• [Task requirements] The answer must be an exact transcription of every record.

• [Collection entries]
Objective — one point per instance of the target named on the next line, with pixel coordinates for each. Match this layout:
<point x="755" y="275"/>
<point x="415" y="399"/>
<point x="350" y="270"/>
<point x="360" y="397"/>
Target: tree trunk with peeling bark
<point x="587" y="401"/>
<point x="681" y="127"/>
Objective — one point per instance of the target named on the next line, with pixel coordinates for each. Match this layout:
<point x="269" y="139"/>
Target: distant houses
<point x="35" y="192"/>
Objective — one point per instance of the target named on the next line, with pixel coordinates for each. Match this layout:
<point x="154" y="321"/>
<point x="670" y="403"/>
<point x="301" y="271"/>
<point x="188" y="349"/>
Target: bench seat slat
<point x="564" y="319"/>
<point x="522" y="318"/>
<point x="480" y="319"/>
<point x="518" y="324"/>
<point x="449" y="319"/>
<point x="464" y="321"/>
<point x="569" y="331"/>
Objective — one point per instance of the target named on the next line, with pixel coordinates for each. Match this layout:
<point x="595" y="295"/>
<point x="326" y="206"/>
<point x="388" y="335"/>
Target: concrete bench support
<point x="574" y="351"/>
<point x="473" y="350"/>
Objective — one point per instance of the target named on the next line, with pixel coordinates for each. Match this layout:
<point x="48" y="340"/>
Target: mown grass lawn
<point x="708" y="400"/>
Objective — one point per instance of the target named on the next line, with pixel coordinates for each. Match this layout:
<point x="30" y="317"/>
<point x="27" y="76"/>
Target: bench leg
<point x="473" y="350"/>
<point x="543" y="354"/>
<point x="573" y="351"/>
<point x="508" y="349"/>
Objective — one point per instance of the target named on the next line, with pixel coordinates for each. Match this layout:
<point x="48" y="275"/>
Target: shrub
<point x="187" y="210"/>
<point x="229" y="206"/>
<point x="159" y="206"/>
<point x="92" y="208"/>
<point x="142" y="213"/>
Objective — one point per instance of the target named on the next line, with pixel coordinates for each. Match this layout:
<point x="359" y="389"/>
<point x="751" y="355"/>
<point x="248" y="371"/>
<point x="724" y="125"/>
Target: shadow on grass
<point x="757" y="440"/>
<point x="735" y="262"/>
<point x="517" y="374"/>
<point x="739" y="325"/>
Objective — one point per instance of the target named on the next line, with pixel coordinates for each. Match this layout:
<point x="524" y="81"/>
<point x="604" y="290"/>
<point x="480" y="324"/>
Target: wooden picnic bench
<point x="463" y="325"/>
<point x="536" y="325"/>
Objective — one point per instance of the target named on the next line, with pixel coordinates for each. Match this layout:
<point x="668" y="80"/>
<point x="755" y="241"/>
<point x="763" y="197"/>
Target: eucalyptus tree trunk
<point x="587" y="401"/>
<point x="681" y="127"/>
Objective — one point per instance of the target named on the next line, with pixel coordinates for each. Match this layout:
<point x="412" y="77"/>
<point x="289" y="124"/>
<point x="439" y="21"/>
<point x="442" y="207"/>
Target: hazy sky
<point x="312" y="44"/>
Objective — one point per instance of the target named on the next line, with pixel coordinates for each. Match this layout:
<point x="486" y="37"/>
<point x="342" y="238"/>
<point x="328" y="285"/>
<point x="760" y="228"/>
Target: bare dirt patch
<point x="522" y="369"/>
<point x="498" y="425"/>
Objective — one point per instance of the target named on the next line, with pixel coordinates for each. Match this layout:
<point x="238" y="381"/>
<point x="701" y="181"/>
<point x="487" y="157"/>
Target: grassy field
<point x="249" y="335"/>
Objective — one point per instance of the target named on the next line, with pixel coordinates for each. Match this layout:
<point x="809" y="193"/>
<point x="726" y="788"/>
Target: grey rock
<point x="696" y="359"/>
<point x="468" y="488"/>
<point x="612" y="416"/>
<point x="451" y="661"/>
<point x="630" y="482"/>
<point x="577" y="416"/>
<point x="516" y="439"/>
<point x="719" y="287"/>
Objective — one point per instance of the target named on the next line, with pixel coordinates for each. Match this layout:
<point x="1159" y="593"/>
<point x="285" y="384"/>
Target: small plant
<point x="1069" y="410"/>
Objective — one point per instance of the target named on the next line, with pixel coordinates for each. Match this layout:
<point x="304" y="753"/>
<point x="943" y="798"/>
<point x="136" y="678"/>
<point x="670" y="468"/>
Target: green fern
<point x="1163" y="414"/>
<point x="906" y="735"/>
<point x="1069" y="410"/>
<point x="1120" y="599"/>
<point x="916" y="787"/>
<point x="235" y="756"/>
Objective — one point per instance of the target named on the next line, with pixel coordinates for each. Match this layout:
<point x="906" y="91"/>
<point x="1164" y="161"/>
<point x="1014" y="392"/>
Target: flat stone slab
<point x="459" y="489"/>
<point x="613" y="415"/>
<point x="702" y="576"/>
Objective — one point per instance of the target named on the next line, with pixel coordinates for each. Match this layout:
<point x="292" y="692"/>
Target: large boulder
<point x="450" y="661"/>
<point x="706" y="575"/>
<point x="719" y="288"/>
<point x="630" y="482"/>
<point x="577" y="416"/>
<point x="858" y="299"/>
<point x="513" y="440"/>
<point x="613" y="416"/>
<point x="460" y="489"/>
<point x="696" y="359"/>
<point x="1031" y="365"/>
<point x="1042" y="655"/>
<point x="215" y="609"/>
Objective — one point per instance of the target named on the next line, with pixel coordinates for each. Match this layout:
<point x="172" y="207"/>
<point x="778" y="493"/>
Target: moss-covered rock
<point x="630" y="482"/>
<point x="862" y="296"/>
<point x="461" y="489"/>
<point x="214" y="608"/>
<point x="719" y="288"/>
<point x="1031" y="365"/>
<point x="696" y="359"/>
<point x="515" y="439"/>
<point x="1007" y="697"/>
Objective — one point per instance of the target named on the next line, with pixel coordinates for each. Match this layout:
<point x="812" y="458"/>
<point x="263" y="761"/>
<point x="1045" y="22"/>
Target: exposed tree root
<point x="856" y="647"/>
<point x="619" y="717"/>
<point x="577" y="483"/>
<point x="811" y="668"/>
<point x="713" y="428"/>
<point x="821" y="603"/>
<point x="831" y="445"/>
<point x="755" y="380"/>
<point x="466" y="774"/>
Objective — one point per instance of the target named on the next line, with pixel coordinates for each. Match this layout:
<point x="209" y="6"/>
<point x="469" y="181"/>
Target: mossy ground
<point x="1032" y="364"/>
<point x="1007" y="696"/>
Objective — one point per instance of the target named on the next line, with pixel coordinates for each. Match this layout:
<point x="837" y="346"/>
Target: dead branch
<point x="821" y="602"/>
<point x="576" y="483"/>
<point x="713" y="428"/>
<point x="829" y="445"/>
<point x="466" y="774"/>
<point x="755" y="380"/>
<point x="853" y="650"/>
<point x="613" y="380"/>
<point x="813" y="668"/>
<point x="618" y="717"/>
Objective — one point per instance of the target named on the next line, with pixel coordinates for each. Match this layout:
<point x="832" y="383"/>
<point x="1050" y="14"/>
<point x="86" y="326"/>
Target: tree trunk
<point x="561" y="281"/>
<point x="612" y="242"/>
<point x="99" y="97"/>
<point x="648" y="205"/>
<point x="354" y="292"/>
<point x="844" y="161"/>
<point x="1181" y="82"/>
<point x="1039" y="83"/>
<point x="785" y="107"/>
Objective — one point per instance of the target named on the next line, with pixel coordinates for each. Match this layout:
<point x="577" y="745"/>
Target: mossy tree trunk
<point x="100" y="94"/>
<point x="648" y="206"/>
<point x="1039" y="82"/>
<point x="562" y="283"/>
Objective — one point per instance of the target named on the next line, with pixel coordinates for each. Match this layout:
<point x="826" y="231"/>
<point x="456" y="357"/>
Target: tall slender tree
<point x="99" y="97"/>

• [Exercise response]
Objective — one point per instance of the target named on the next line, with pixel coordinates for each. Match this layout:
<point x="755" y="275"/>
<point x="415" y="399"/>
<point x="350" y="270"/>
<point x="360" y="397"/>
Target: tree trunk with peeling bark
<point x="587" y="401"/>
<point x="681" y="127"/>
Objective — one point per instance of the target named on the next line, with pixel coordinates for each. Match this layout:
<point x="269" y="139"/>
Target: distant houses
<point x="35" y="192"/>
Objective — one point per instance of the target named on the next line, with pixel coordinates for each. Match this layout:
<point x="154" y="321"/>
<point x="670" y="403"/>
<point x="301" y="271"/>
<point x="188" y="349"/>
Target: bench seat slat
<point x="564" y="319"/>
<point x="522" y="318"/>
<point x="480" y="319"/>
<point x="518" y="324"/>
<point x="449" y="319"/>
<point x="464" y="321"/>
<point x="569" y="331"/>
Objective — one point per instance of the target named on the next line, with pixel coordinates for each. Match this layout:
<point x="595" y="295"/>
<point x="326" y="206"/>
<point x="388" y="335"/>
Target: concrete bench support
<point x="574" y="351"/>
<point x="473" y="350"/>
Objective — one point per instance of the target named on the next line, with pixel coordinates for each. Match this layout:
<point x="48" y="340"/>
Target: mown grass lawn
<point x="708" y="400"/>
Objective — one point per instance of the target named on the next line, with pixel coordinates for each. Match this layout:
<point x="30" y="317"/>
<point x="27" y="76"/>
Target: bench leg
<point x="473" y="350"/>
<point x="543" y="354"/>
<point x="573" y="351"/>
<point x="508" y="349"/>
Objective — one point per instance of the target named on the next line, with pixel coordinates for each. Match this layout:
<point x="48" y="275"/>
Target: shrub
<point x="187" y="210"/>
<point x="229" y="206"/>
<point x="159" y="206"/>
<point x="92" y="208"/>
<point x="142" y="213"/>
Objective — one point per instance of the target named on the next line, with pixel coordinates for each. Match this layout:
<point x="359" y="389"/>
<point x="751" y="355"/>
<point x="248" y="371"/>
<point x="724" y="125"/>
Target: shadow on grass
<point x="757" y="440"/>
<point x="735" y="262"/>
<point x="517" y="374"/>
<point x="739" y="325"/>
Objective — one point per instance of the target named on the next line, with pixel coordinates for each. Match this layout:
<point x="524" y="81"/>
<point x="604" y="290"/>
<point x="480" y="324"/>
Target: wooden picnic bench
<point x="463" y="325"/>
<point x="536" y="325"/>
Objective — one point per instance of the target named on the next line, with pixel coordinates for each. Match this layout:
<point x="668" y="80"/>
<point x="755" y="241"/>
<point x="763" y="197"/>
Target: eucalyptus tree trunk
<point x="587" y="401"/>
<point x="681" y="127"/>
Objective — one point per instance of the target named on the next line, with pixel coordinates for each. Match this layout:
<point x="412" y="77"/>
<point x="289" y="124"/>
<point x="439" y="21"/>
<point x="442" y="207"/>
Target: hazy sky
<point x="312" y="44"/>
Objective — one point per instance of the target named on the next line, with pixel coordinates for each. Match this layout:
<point x="486" y="37"/>
<point x="342" y="238"/>
<point x="328" y="285"/>
<point x="760" y="228"/>
Target: bare dirt patch
<point x="522" y="369"/>
<point x="498" y="425"/>
Objective — one point per instance of the target named on the next line, with pixel coordinates for each. Match this layout:
<point x="238" y="381"/>
<point x="701" y="181"/>
<point x="487" y="157"/>
Target: grassy field
<point x="249" y="335"/>
Objective — one point per instance of the target named on the next line, with pixel coordinates for each. Match this layout:
<point x="809" y="193"/>
<point x="726" y="788"/>
Target: grey rock
<point x="696" y="359"/>
<point x="468" y="488"/>
<point x="612" y="416"/>
<point x="451" y="661"/>
<point x="630" y="482"/>
<point x="577" y="416"/>
<point x="516" y="439"/>
<point x="719" y="287"/>
Objective — one point per instance of the target named on the next line, with pixel coordinates for each. Match this layout:
<point x="1159" y="593"/>
<point x="285" y="384"/>
Target: small plant
<point x="1069" y="410"/>
Objective — one point per instance of the target named on the next line, with pixel coordinates for each. Match this layout:
<point x="304" y="753"/>
<point x="943" y="798"/>
<point x="136" y="678"/>
<point x="670" y="468"/>
Target: green fern
<point x="1163" y="414"/>
<point x="906" y="735"/>
<point x="1069" y="410"/>
<point x="1120" y="599"/>
<point x="916" y="787"/>
<point x="235" y="756"/>
Objective — one point per instance of the target named on the next line, with pixel coordinates for each. Match this layout:
<point x="906" y="91"/>
<point x="1164" y="161"/>
<point x="1014" y="392"/>
Target: flat stone slab
<point x="459" y="489"/>
<point x="613" y="415"/>
<point x="702" y="576"/>
Objective — one point per instance of the target named on the next line, with pixel coordinates for each. Match this layout:
<point x="292" y="692"/>
Target: large boulder
<point x="450" y="661"/>
<point x="706" y="575"/>
<point x="719" y="288"/>
<point x="630" y="482"/>
<point x="577" y="416"/>
<point x="858" y="299"/>
<point x="513" y="440"/>
<point x="613" y="416"/>
<point x="460" y="489"/>
<point x="696" y="359"/>
<point x="1031" y="365"/>
<point x="1042" y="655"/>
<point x="215" y="609"/>
Objective — one point per instance of the target named on the next line, with pixel coordinates for each. Match this layout:
<point x="172" y="207"/>
<point x="778" y="493"/>
Target: moss-covered rock
<point x="630" y="482"/>
<point x="862" y="296"/>
<point x="461" y="489"/>
<point x="214" y="608"/>
<point x="719" y="288"/>
<point x="1031" y="365"/>
<point x="696" y="359"/>
<point x="515" y="439"/>
<point x="1007" y="697"/>
Objective — one point per instance of the target named on the next line, with pixel coordinates for each. Match this layout:
<point x="812" y="458"/>
<point x="263" y="761"/>
<point x="1045" y="22"/>
Target: exposed tree root
<point x="856" y="647"/>
<point x="619" y="717"/>
<point x="577" y="483"/>
<point x="811" y="668"/>
<point x="713" y="428"/>
<point x="821" y="603"/>
<point x="831" y="445"/>
<point x="755" y="380"/>
<point x="466" y="774"/>
Objective — one point per instance of the target named on the next line, with pixel coordinates for each. Match this layout:
<point x="209" y="6"/>
<point x="469" y="181"/>
Target: mossy ground
<point x="1032" y="364"/>
<point x="1007" y="696"/>
Objective — one point per instance of the target named on the next line, with pixel coordinates for each. Match this layout:
<point x="837" y="346"/>
Target: dead branch
<point x="821" y="602"/>
<point x="576" y="483"/>
<point x="713" y="428"/>
<point x="829" y="445"/>
<point x="466" y="774"/>
<point x="755" y="380"/>
<point x="853" y="650"/>
<point x="613" y="380"/>
<point x="813" y="668"/>
<point x="618" y="717"/>
Objective — one point per instance of the target named on the next line, with pixel coordinates for each. Match this layout:
<point x="832" y="383"/>
<point x="1050" y="14"/>
<point x="86" y="326"/>
Target: tree trunk
<point x="561" y="281"/>
<point x="612" y="242"/>
<point x="99" y="97"/>
<point x="648" y="205"/>
<point x="354" y="292"/>
<point x="844" y="161"/>
<point x="1181" y="82"/>
<point x="1039" y="83"/>
<point x="785" y="107"/>
Objective — one point per instance of the target named on the next line, with pixel coordinates for each. Match this layout:
<point x="577" y="745"/>
Target: mossy tree trunk
<point x="100" y="94"/>
<point x="648" y="206"/>
<point x="1039" y="82"/>
<point x="562" y="283"/>
Objective — one point per instance of the target named on the next line, with pixel coordinates for each. Match this layout:
<point x="826" y="231"/>
<point x="456" y="357"/>
Target: tall slender tree
<point x="99" y="97"/>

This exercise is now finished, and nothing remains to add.